Posted to user@mesos.apache.org by Neil Conway <ne...@gmail.com> on 2016/12/09 15:08:57 UTC

Duplicate task IDs

Folks,

The master stores a cache of metadata about recently completed tasks;
for example, this information can be accessed via the "/tasks" HTTP
endpoint or the "GET_TASKS" call in the new Operator API.

The master currently stores this metadata using a list; this means
that duplicate task IDs are permitted. We're considering [1] changing
this to use a hashmap instead. Using a hashmap would mean that
duplicate task IDs would be discarded: if two completed tasks have the
same task ID, only the metadata for the most recently completed task
would be retained by the master.

If this behavior change would cause problems for your framework or
other software that relies on Mesos, please let me know.

(Note that if you do have two completed tasks with the same ID, you'd
need an unambiguous way to tell them apart. As a recommendation, I
would strongly encourage framework authors to never reuse task IDs.)

Neil

[1] https://reviews.apache.org/r/54179/

Re: Duplicate task IDs

Posted by Neil Conway <ne...@gmail.com>.

◆ ◆ ◆ ◆ ◆

What this exercise asks —
• a. In the Mesos duplicate task IDs thread, what does the master currently use to store metadata about recently completed tasks?
• b. Carry on the Mesos duplicate task IDs thread from the point where it stops.

Data —
◆ ◆ ◆ ◆ ◆

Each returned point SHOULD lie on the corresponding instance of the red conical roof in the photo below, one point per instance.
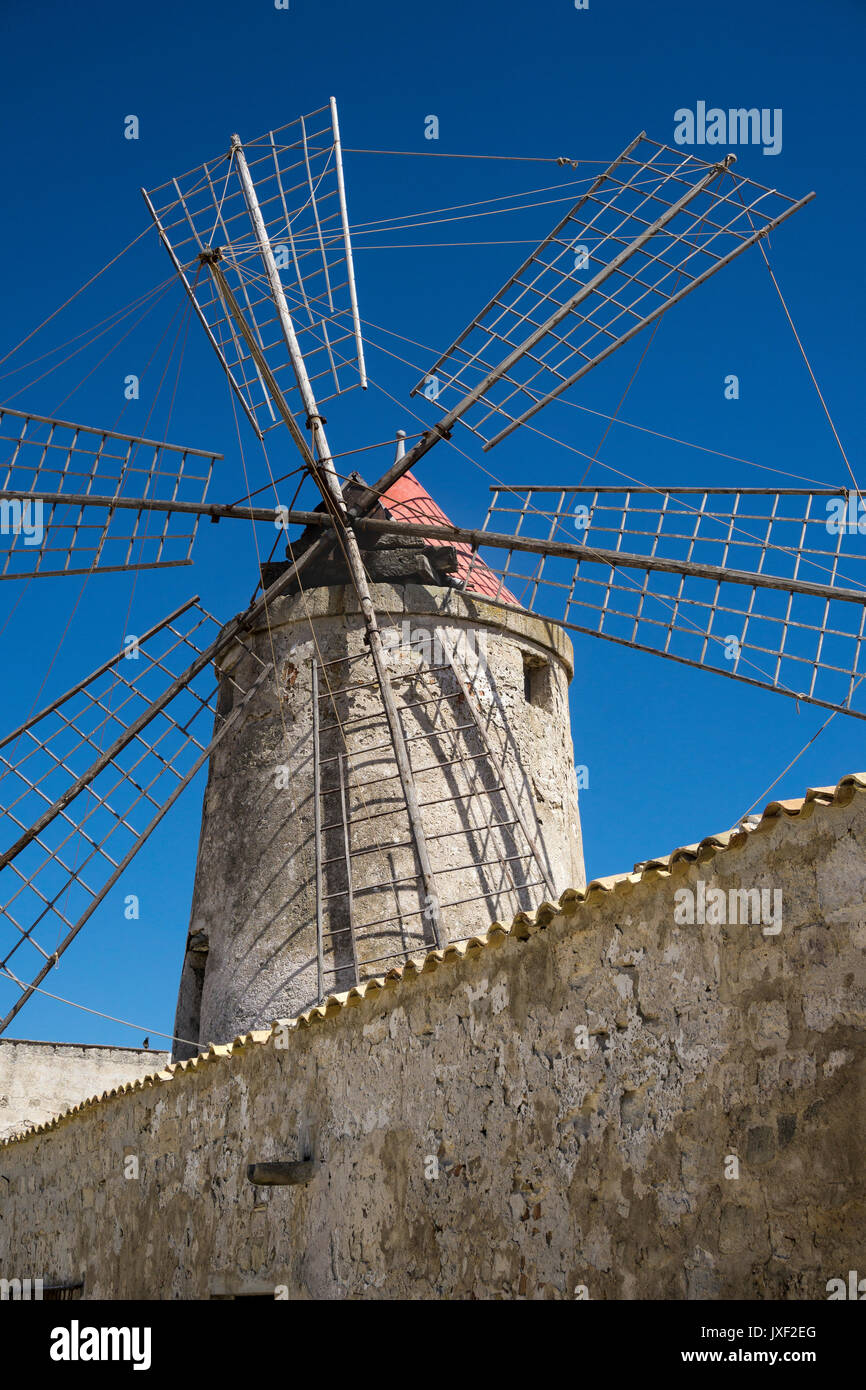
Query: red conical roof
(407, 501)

◆ ◆ ◆ ◆ ◆

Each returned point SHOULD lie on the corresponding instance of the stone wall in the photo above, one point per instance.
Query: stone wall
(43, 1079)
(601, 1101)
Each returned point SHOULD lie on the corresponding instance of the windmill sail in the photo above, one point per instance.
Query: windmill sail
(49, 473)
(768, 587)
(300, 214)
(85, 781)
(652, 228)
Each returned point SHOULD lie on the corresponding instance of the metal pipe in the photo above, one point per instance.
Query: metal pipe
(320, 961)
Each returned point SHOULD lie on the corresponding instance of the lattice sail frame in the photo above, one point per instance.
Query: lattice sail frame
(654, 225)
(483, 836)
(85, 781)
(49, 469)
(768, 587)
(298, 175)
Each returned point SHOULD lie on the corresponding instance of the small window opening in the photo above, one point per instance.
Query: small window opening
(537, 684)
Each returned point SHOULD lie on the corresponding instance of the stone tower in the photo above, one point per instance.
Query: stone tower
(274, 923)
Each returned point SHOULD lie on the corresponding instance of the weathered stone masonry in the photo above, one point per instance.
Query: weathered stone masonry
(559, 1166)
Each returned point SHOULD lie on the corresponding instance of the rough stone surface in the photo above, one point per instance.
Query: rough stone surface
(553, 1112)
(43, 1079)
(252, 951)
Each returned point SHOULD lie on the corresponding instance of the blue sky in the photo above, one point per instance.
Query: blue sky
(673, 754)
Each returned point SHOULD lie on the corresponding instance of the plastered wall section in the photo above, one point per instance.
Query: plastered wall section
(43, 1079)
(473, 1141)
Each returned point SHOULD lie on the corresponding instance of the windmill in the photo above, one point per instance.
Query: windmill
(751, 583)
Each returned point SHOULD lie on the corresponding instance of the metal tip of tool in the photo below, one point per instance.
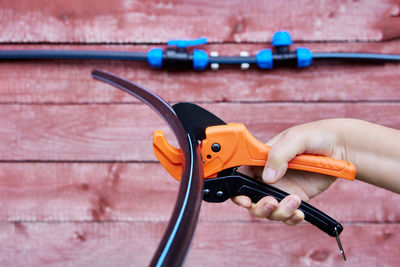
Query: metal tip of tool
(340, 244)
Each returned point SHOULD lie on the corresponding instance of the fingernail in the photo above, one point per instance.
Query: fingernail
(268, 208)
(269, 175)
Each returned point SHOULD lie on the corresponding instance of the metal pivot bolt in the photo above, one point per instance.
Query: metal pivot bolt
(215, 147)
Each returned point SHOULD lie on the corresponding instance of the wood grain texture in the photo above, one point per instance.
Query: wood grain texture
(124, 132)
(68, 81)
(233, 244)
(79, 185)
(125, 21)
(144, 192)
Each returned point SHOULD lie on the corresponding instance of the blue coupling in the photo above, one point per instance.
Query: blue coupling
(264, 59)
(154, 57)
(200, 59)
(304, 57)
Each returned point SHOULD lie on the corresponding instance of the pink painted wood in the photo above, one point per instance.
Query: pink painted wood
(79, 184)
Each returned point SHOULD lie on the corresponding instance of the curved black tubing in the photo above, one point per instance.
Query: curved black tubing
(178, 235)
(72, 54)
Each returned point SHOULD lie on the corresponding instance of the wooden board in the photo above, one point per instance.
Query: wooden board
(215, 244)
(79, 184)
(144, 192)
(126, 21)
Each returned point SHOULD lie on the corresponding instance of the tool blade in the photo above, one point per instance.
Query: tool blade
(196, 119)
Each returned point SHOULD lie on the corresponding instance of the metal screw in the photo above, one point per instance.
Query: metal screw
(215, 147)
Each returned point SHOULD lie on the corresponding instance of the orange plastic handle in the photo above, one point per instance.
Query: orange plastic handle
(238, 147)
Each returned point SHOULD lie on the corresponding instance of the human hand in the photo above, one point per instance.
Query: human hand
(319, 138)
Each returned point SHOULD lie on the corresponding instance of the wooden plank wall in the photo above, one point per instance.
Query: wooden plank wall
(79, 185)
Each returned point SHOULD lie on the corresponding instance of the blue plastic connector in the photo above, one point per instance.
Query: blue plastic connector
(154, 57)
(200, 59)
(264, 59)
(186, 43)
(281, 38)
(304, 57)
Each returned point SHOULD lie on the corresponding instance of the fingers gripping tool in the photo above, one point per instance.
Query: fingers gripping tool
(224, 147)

◆ ◆ ◆ ◆ ◆

Answers for the tasks —
• a. A list.

• b.
On Mon, Dec 12, 2016 at 1:32 PM, Joris Van Remoortere
<jo...@mesosphere.io> wrote:
> It sounds like using a multi_hashmap for now allows you to clean up the
> code and avoid some bugs, without changing the existing behavior.

Because we want cache-like behavior (bounded size + LRU replacement),
this would require adding a new data structure, BoundedMultiHashMap
(https://reviews.apache.org/r/54178/). That seems like overkill to me,
for now.

> It would also be unfortunate if we said we were dis-allowing duplicate task
> ids but only catch some of the manifestations.

Definitely unfortunate, but I don't see an alternative, as long as we
continue to allow frameworks to freely choose their own task IDs.

Neil

Re: Duplicate task IDs

Posted by Neil Conway <ne...@gmail.com>.

On Mon, Dec 12, 2016 at 1:32 PM, Joris Van Remoortere
<jo...@mesosphere.io> wrote:
> It sounds like using a multi_hashmap for now allows you to clean up the
> code and avoid some bugs, without changing the existing behavior.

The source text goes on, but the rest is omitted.